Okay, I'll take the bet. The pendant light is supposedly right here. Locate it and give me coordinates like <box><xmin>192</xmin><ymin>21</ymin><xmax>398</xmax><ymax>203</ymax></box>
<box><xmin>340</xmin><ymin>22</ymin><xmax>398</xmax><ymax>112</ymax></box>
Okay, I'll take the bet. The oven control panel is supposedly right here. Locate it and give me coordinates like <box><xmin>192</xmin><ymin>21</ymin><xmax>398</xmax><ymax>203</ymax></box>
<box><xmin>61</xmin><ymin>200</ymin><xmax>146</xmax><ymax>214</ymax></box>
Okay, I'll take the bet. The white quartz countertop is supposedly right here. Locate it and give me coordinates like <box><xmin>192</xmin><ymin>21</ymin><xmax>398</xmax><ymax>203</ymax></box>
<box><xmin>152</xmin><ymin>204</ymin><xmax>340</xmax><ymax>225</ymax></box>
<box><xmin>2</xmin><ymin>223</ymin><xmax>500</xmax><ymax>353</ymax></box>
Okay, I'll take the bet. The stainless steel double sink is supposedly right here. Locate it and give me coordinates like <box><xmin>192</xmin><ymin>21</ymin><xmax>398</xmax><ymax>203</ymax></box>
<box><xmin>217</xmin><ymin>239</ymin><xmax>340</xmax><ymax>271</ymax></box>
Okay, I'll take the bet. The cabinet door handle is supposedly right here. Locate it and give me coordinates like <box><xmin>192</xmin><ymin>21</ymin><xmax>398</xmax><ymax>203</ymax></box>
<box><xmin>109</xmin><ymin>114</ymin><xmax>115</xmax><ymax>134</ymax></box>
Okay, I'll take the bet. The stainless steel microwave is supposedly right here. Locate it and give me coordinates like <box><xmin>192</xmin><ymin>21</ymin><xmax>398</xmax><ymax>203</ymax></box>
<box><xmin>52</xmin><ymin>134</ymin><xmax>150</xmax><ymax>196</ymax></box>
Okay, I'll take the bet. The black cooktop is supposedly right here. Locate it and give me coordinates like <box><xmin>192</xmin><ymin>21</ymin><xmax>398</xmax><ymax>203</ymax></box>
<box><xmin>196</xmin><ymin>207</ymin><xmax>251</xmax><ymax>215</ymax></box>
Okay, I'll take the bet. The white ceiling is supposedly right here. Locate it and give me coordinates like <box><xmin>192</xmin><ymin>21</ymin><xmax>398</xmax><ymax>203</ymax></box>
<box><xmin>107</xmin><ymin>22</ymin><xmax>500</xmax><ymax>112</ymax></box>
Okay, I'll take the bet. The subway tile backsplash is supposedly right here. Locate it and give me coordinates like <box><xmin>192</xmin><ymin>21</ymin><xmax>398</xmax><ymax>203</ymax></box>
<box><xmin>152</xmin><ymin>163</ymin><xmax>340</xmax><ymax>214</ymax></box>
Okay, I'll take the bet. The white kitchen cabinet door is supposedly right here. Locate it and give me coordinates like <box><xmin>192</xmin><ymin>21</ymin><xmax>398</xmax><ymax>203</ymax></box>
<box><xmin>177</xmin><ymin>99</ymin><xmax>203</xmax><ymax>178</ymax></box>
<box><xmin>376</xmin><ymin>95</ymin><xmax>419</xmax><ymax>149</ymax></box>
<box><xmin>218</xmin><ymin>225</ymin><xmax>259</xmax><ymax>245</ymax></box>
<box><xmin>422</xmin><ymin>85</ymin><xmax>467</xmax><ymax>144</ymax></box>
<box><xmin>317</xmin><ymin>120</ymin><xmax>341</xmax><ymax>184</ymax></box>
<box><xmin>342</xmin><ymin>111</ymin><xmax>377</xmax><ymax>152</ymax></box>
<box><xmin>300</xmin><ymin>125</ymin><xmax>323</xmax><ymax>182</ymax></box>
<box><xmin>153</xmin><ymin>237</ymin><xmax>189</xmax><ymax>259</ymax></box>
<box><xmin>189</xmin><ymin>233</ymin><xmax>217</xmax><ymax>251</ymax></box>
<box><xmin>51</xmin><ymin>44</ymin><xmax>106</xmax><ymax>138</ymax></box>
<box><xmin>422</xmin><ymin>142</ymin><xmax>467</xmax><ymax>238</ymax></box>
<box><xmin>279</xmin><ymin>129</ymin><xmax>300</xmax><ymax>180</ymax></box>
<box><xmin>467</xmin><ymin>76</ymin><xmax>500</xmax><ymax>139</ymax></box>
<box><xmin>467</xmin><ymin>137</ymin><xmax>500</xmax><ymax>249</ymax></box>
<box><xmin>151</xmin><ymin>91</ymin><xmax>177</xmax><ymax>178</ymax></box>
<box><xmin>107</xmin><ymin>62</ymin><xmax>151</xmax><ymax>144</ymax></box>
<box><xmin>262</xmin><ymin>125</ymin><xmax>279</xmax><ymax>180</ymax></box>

────────────────────────────────────────

* TASK TO COMPLETE *
Count the lines in the material above that contain the string "tile", matching case exactly. Reply with the number only.

* COMPLETE RESPONSE *
1